- **Aim**
Render every line of the records below as a numbered list, skipping blank lines. Omit the pictures from your answer.

++++ Dataset ++++

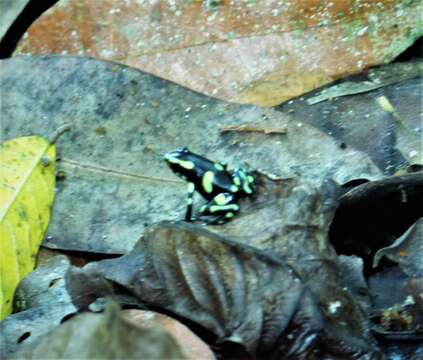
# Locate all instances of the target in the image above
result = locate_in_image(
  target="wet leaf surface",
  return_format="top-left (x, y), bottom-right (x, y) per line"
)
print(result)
top-left (278, 62), bottom-right (423, 174)
top-left (0, 256), bottom-right (77, 356)
top-left (330, 172), bottom-right (423, 275)
top-left (13, 0), bottom-right (423, 106)
top-left (0, 57), bottom-right (382, 253)
top-left (373, 217), bottom-right (423, 277)
top-left (10, 304), bottom-right (185, 359)
top-left (85, 222), bottom-right (375, 358)
top-left (122, 310), bottom-right (216, 360)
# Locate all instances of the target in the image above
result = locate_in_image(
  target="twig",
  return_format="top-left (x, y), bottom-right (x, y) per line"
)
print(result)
top-left (220, 124), bottom-right (288, 134)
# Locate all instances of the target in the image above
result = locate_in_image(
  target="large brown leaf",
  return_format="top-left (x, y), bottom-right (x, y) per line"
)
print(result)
top-left (14, 0), bottom-right (422, 106)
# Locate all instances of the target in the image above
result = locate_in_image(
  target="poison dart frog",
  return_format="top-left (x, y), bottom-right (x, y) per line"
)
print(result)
top-left (164, 147), bottom-right (254, 224)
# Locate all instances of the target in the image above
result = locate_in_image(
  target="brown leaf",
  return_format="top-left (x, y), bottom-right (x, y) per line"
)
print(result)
top-left (122, 310), bottom-right (215, 360)
top-left (11, 303), bottom-right (184, 359)
top-left (14, 0), bottom-right (422, 106)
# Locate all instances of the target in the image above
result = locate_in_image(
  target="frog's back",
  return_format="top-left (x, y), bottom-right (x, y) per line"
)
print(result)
top-left (186, 153), bottom-right (237, 200)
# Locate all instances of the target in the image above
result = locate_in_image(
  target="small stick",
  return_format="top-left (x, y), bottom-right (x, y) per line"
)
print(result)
top-left (220, 124), bottom-right (288, 134)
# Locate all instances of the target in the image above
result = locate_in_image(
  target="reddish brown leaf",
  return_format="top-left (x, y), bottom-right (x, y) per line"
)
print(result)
top-left (14, 0), bottom-right (422, 106)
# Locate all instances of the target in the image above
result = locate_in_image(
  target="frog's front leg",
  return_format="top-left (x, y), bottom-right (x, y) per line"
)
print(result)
top-left (185, 182), bottom-right (195, 221)
top-left (200, 193), bottom-right (239, 223)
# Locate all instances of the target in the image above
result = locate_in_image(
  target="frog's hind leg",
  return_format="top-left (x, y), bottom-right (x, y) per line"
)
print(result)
top-left (185, 182), bottom-right (195, 221)
top-left (232, 168), bottom-right (254, 195)
top-left (200, 193), bottom-right (239, 224)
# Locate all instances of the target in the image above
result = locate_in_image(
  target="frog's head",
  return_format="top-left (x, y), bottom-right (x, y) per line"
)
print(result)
top-left (164, 147), bottom-right (195, 177)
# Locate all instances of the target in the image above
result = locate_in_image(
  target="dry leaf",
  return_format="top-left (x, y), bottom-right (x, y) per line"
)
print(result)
top-left (17, 0), bottom-right (423, 106)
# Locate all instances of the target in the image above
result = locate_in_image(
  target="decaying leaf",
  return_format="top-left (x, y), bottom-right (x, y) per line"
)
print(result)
top-left (13, 0), bottom-right (423, 106)
top-left (10, 303), bottom-right (184, 359)
top-left (0, 57), bottom-right (381, 253)
top-left (307, 62), bottom-right (423, 105)
top-left (86, 222), bottom-right (375, 359)
top-left (122, 310), bottom-right (216, 360)
top-left (279, 62), bottom-right (423, 175)
top-left (373, 217), bottom-right (423, 277)
top-left (331, 172), bottom-right (423, 266)
top-left (0, 255), bottom-right (78, 358)
top-left (0, 136), bottom-right (56, 318)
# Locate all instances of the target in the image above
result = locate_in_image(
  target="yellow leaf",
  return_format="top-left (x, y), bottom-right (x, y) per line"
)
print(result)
top-left (0, 136), bottom-right (56, 319)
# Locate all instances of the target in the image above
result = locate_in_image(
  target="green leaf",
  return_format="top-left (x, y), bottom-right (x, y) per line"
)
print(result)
top-left (0, 136), bottom-right (56, 319)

++++

- **Task response**
1. # Locate all instances of the target in the image above
2. result = locate_in_image(
3.   target="wet leaf surface",
4.   return_format="top-left (x, y), bottom-right (x, y) per line"
5. )
6. print(result)
7. top-left (278, 62), bottom-right (423, 174)
8. top-left (0, 256), bottom-right (77, 356)
9. top-left (330, 172), bottom-right (423, 275)
10. top-left (13, 0), bottom-right (423, 106)
11. top-left (0, 57), bottom-right (382, 253)
12. top-left (373, 217), bottom-right (423, 277)
13. top-left (10, 304), bottom-right (185, 359)
14. top-left (85, 222), bottom-right (375, 358)
15. top-left (122, 310), bottom-right (216, 360)
16. # Locate all instances of the target in the image above
17. result = locate_in_image(
18.   target="twig",
19.   return_format="top-left (x, y), bottom-right (x, y) per line"
20. )
21. print(result)
22. top-left (220, 124), bottom-right (288, 134)
23. # Locate all instances of the target in the image above
24. result = locate_in_image(
25.   target="large brown leaf",
26.   return_format="top-left (x, y), bottom-right (x, y) per line"
27. )
28. print(result)
29. top-left (14, 0), bottom-right (422, 106)
30. # Locate all instances of the target in the image above
31. result = locate_in_image(
32.   target="poison dart frog",
33.   return_format="top-left (x, y), bottom-right (x, y) per line"
34. )
35. print(result)
36. top-left (164, 147), bottom-right (254, 224)
37. # Locate all instances of the target in the image above
38. result = locate_in_image(
39.   target="brown leaf",
40.   return_format="top-left (x, y), bottom-right (x, y) per line"
41. )
42. print(result)
43. top-left (122, 310), bottom-right (215, 360)
44. top-left (11, 303), bottom-right (184, 359)
45. top-left (14, 0), bottom-right (422, 106)
46. # Locate all instances of the target in the image above
47. result = locate_in_image(
48.   target="frog's back",
49.   return_format="top-left (x, y), bottom-right (x, y) per line"
50. )
51. print(result)
52. top-left (186, 153), bottom-right (237, 200)
53. # Locate all instances of the target in the image above
54. result = locate_in_image(
55.   target="small stick",
56.   return_format="top-left (x, y), bottom-right (x, y) per line"
57. )
58. print(result)
59. top-left (220, 124), bottom-right (288, 134)
60. # Locate all instances of the target in the image above
61. result = locate_in_image(
62.   target="reddish brown leaf",
63.   return_format="top-left (x, y), bottom-right (x, y) per line"
64. )
65. print(result)
66. top-left (14, 0), bottom-right (422, 106)
67. # Locate all instances of the target in the image above
68. result = locate_in_image(
69.   target="frog's front leg",
70.   return_format="top-left (x, y), bottom-right (x, y) per line"
71. )
72. print(result)
73. top-left (185, 182), bottom-right (195, 221)
74. top-left (200, 193), bottom-right (239, 223)
75. # Locate all instances of the target in the image above
76. result = locate_in_image(
77.   target="frog's hind leg",
78.   return_format="top-left (x, y), bottom-right (x, y) per line"
79. )
80. print(result)
81. top-left (185, 182), bottom-right (195, 221)
82. top-left (232, 168), bottom-right (254, 195)
83. top-left (200, 193), bottom-right (239, 224)
84. # Locate all instances of the target in the image above
85. result = locate_in_image(
86.   target="frog's head",
87.   return_format="top-left (x, y), bottom-right (x, y) per line"
88. )
89. print(result)
90. top-left (164, 147), bottom-right (195, 177)
91. # Locate all instances of the target in the image above
92. result = locate_in_image(
93.   target="dry leaf",
94.   return_format="top-left (x, y), bottom-right (x, y) per line"
95. )
96. print(result)
97. top-left (17, 0), bottom-right (423, 106)
98. # Locate all instances of the target in the image above
99. result = locate_in_image(
100.   target="decaying leaf",
101.   return_format="top-left (x, y), bottom-right (x, y) per line"
102. )
103. print(result)
104. top-left (13, 0), bottom-right (423, 106)
105. top-left (10, 303), bottom-right (184, 359)
106. top-left (0, 57), bottom-right (381, 253)
107. top-left (307, 62), bottom-right (423, 105)
108. top-left (86, 222), bottom-right (375, 359)
109. top-left (122, 310), bottom-right (216, 360)
110. top-left (279, 62), bottom-right (423, 175)
111. top-left (373, 217), bottom-right (423, 277)
112. top-left (331, 172), bottom-right (423, 266)
113. top-left (0, 255), bottom-right (78, 358)
114. top-left (0, 136), bottom-right (56, 318)
115. # Locate all instances of the target in the image above
116. result = locate_in_image(
117.   target="yellow leaf",
118.   return_format="top-left (x, y), bottom-right (x, y) per line"
119. )
120. print(result)
121. top-left (0, 136), bottom-right (56, 319)
122. # Locate all instances of the target in the image above
123. result = locate_in_image(
124.   target="green leaf",
125.   return_format="top-left (x, y), bottom-right (x, y) per line"
126. )
127. print(result)
128. top-left (0, 136), bottom-right (56, 319)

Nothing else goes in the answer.